◆ Selected text:
========

Some of what they said triggered some thoughts and observations.
Abbott observed that ebook sales are now reported as 3% of Hachette’s sales. All parties agreed that there are factors in place that should accelerate that growth, particularly new devices coming online bringing with them the ability to move ebooks beyond straight text to include juveniles, photo books, and how-tos that have heretofore been left out of the conversation. There was a brief acknowledgment that some observers expect ebook sales to triple in 2010 (data was cited to suggest that Hachette’s December over December ebook sales did much more than that). That could take ebooks to 10% of the business in 2010 and into the high 20s in 2011, unless it slows down.
What would make it slow down? What would the business look like if ebook sales were in the mid-20s before Obama runs for reelection? Neither of those questions were touched. Perhaps that’s just as well; it might have taken the whole show if they were.
Abbott challenged the contention by Young and Thomas that the agency model, by which discounting of ebooks would, effectively, be stopped (or extremely curtailed) would result in lots more ebook retailers on the web. Abbott may share my skepticism that there is much of a place for ebook vending for independents and, although I wrote about this before the agency model was introduced, I still think it is true.
But Thomas expressed a lot of confidence that new white label solutions for independents, combined with level pricing, will result in a much greater proliferation of purchase points on the web, and she thinks we’ll see that this year. While I do agree that price equality will enable much more diversity in points of availability, I think it will be monopolized by platforms. They will continue to include Amazon, B&N, the iPhone App Store, and Kobo (from the big retailers and Apple) for sure, as well as the new Apple iStore, Google Editions, and the platforms from Blio (from Baker & Taylor) and our current client Copia (an upstart, but an extremely well-funded upstart with six ereading devices and ubiquitous OEM relationships with major hardware manufacturers giving them a tenable foundation). All these will be around for quite a while. Considering that for the past couple of years, 80 or 90 percent of consumer ebook sales have been driven by Kindle, that’s great marketplace diversity by comparison. And independents can sell Google Editions and, possibly, Blio. But only time will tell if Thomas’s optimism or Abbott’s skepticism (and mine) will be borne out.
Abbott’s questions about the ebook backlist elicited some very useful new information. Young and Thomas explained that just about all of the straight text backlist at Hachette is now available as “straight” ebooks. There has been the impression promulgated by readers, and reported by Abbott, that a lot of backlist from big houses is not available. Not true from Hachette, they say. Young says there are only “a handful of authors” whose contracts were unclear enough to require further negotiation and he admits there it does rarely happen that an author who didn’t previously grant those rights just doesn’t want to be in that format. “In that case, their wishes must be respected.”

========

◆ Set task a:
Extract each line of the records that contains the string "slope".
The text and the records are unrelated to each other.

◆ Material provided:
========

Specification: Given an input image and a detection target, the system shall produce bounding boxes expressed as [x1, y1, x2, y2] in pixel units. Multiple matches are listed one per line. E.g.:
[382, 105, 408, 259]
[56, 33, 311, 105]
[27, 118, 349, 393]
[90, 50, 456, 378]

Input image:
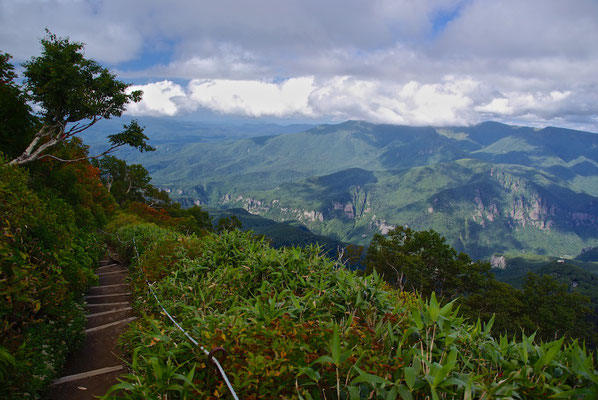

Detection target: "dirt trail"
[45, 256, 136, 400]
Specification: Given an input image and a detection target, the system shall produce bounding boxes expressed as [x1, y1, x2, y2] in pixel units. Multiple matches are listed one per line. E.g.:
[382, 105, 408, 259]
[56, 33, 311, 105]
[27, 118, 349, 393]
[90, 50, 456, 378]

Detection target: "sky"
[0, 0, 598, 132]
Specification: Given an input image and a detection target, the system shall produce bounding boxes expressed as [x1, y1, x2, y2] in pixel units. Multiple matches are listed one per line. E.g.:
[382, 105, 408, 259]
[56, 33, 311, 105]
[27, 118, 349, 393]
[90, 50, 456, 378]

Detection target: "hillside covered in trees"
[0, 33, 598, 399]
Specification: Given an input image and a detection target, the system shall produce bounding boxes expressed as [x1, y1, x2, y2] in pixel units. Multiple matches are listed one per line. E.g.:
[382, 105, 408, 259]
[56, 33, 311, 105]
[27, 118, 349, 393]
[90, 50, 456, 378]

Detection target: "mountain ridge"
[117, 121, 598, 258]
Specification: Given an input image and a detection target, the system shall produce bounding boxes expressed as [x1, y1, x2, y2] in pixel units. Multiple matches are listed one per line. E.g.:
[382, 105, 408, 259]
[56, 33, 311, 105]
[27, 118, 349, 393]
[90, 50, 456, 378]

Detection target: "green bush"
[0, 159, 104, 398]
[107, 226, 598, 399]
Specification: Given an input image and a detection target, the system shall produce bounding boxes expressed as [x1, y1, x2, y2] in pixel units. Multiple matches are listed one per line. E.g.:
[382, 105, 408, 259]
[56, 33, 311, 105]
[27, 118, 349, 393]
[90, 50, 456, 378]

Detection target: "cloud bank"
[128, 75, 598, 129]
[0, 0, 598, 131]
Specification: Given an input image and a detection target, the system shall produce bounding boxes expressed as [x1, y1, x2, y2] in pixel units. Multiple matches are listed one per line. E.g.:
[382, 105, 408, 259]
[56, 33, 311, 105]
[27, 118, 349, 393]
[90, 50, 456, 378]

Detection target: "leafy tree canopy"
[366, 226, 491, 298]
[1, 31, 153, 164]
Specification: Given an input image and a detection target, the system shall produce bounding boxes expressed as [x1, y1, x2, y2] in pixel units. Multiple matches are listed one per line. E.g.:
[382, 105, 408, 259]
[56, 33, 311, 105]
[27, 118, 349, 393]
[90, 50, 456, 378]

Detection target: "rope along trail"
[103, 232, 239, 400]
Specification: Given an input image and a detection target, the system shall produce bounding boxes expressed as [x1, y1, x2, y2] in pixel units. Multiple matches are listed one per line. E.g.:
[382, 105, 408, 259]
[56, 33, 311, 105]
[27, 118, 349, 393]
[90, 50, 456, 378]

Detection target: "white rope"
[129, 235, 239, 400]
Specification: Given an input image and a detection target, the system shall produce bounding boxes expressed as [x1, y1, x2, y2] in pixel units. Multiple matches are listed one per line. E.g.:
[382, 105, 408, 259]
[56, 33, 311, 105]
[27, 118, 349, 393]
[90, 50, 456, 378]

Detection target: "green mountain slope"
[119, 121, 598, 257]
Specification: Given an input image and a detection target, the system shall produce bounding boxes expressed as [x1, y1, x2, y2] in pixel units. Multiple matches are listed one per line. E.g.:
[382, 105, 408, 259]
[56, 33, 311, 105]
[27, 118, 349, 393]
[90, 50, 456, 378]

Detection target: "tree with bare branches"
[5, 31, 154, 165]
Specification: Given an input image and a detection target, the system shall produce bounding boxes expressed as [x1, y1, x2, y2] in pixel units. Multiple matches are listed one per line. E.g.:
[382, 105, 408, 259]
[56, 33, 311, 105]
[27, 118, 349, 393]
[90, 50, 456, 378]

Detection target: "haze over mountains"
[103, 121, 598, 258]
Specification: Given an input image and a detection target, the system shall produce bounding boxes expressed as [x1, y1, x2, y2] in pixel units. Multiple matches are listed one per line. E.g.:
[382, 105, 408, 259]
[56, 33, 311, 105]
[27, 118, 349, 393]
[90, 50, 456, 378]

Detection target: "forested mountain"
[0, 32, 598, 399]
[119, 121, 598, 258]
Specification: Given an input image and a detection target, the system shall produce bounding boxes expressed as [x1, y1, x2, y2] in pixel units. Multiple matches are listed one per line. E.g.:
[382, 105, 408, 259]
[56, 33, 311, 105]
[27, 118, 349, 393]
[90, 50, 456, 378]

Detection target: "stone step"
[85, 317, 137, 334]
[87, 283, 129, 295]
[45, 366, 127, 400]
[86, 307, 135, 332]
[85, 292, 131, 307]
[99, 271, 127, 286]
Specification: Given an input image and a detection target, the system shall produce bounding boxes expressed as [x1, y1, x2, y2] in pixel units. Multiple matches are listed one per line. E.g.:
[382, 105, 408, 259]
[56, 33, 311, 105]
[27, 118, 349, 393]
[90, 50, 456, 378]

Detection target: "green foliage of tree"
[522, 272, 596, 343]
[366, 227, 598, 345]
[0, 53, 38, 158]
[366, 226, 491, 299]
[1, 28, 153, 165]
[106, 222, 598, 399]
[216, 215, 243, 233]
[0, 158, 103, 398]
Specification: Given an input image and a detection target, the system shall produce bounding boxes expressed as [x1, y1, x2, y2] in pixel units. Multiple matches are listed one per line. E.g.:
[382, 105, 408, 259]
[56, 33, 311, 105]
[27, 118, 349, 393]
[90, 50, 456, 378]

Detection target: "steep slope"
[118, 121, 598, 257]
[223, 160, 598, 257]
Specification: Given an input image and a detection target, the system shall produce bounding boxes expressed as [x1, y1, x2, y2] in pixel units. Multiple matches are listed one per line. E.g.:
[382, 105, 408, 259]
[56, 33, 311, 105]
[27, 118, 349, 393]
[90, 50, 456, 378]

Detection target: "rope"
[104, 232, 239, 400]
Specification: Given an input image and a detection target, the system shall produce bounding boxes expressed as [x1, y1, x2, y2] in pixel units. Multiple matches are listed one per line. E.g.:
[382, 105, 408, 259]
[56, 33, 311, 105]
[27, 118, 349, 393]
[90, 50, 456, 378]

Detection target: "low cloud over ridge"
[127, 75, 594, 129]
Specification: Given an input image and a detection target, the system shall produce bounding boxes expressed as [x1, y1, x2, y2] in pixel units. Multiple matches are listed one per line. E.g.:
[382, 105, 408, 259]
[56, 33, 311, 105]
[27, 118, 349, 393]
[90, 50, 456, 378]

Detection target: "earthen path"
[46, 252, 136, 400]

========

◆ Set task b:
In the text on ebook publishing, what percentage of Hachette's sales does Abbott report ebooks to account for?

◆ Written response a:
Detection target: "green mountain slope"
Detection target: "steep slope"

◆ Written response b:
Ebooks account for 3% of Hachette's sales.